Exercise aim :: Copy out the rows below, replacing "even-odd rule" with "nonzero winding rule" and leaving everything else as it is.

Given information ::
>>

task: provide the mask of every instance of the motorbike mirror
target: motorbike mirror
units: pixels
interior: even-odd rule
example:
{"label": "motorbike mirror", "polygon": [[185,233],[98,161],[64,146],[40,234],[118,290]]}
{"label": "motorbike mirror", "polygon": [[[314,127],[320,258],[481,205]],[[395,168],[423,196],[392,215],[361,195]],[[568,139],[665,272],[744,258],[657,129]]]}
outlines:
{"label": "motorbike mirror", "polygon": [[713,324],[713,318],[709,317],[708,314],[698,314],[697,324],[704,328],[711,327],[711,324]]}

<<

Full solution ::
task: provide the mask of every instance of the motorbike mirror
target: motorbike mirror
units: pixels
interior: nonzero winding rule
example:
{"label": "motorbike mirror", "polygon": [[185,233],[98,161],[64,146],[40,234],[118,290]]}
{"label": "motorbike mirror", "polygon": [[[314,127],[320,258],[481,205]],[[395,168],[423,196],[392,215],[361,195]],[[568,139],[665,272],[744,258],[657,129]]]}
outlines:
{"label": "motorbike mirror", "polygon": [[713,324],[713,318],[709,317],[708,314],[698,314],[697,324],[704,328],[711,327],[711,324]]}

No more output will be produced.